TASK DESCRIPTION: In the entries below, the lines from the one with "Target: green-brown cactus skin" through the one with "else: point(389, 187)." are to be copied exactly; both ends count.

DATASET EXCERPTS:
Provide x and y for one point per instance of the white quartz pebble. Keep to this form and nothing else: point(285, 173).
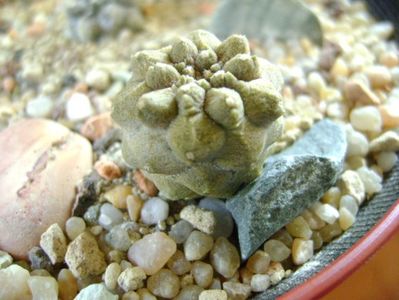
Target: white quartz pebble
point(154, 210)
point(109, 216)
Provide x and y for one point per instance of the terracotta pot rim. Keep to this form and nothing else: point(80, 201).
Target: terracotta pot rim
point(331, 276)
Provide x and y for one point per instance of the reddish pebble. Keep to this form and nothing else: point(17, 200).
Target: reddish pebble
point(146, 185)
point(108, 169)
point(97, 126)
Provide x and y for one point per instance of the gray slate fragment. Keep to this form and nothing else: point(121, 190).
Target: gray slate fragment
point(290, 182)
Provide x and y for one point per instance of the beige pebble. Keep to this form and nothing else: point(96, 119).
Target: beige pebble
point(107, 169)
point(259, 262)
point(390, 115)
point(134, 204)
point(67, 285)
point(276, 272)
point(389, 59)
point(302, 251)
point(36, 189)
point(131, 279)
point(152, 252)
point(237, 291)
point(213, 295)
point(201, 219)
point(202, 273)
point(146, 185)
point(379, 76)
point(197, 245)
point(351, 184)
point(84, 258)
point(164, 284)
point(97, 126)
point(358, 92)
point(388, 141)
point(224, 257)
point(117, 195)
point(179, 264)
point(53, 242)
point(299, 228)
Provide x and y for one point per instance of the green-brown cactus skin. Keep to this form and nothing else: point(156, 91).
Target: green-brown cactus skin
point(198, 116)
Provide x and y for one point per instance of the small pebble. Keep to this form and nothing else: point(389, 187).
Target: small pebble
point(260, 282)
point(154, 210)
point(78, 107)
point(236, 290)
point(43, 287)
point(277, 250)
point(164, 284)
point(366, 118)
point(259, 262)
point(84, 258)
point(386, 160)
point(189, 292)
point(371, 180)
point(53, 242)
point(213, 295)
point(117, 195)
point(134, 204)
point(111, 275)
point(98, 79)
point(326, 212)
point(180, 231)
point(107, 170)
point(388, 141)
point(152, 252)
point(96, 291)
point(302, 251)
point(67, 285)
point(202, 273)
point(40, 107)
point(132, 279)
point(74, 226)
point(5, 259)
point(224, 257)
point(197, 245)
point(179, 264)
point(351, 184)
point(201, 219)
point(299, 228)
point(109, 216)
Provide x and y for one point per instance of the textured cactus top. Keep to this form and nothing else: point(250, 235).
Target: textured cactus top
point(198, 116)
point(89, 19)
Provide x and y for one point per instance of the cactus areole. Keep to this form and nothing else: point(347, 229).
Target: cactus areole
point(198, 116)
---
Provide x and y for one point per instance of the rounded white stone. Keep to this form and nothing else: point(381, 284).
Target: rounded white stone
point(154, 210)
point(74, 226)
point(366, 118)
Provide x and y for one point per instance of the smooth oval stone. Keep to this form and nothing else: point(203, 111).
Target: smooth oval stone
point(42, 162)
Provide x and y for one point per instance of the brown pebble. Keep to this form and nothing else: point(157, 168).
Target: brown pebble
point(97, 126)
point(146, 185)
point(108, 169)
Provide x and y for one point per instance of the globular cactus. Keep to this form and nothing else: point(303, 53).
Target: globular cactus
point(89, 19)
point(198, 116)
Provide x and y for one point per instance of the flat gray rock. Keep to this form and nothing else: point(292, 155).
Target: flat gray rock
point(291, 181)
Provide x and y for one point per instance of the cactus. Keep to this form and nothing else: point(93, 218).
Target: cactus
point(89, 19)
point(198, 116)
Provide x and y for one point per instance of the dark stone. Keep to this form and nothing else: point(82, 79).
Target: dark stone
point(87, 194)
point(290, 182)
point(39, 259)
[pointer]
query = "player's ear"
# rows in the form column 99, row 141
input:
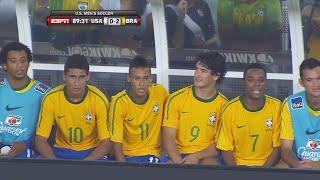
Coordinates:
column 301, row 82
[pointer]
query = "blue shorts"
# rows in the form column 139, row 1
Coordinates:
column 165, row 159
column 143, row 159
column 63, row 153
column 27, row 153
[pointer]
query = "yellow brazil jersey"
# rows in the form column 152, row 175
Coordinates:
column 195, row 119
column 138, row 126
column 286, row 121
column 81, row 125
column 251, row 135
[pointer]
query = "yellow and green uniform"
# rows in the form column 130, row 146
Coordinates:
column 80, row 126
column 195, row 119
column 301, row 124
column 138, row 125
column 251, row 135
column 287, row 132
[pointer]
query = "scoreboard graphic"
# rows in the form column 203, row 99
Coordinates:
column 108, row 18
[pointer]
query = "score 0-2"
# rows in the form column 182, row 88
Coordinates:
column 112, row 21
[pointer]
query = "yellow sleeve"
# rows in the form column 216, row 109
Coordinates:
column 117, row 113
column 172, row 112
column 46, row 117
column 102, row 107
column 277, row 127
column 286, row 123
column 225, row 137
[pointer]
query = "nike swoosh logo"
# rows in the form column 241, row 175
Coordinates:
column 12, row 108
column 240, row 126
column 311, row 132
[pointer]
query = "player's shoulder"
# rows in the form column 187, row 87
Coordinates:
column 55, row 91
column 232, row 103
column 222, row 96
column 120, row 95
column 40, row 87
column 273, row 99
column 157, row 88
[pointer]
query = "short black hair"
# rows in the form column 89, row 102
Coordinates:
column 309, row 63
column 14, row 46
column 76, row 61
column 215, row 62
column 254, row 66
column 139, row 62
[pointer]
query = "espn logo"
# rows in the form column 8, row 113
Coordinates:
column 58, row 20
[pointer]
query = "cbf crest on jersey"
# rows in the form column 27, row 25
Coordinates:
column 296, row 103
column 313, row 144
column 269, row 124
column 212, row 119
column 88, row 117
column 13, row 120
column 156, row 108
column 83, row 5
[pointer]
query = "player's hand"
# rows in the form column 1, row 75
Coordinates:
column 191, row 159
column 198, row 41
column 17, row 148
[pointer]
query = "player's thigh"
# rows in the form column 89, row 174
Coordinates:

THE ANSWER:
Target: green-brown cactus skin
point(198, 116)
Provide x and y for one point per instance of the small pebble. Keep to this form and nothing else: point(389, 187).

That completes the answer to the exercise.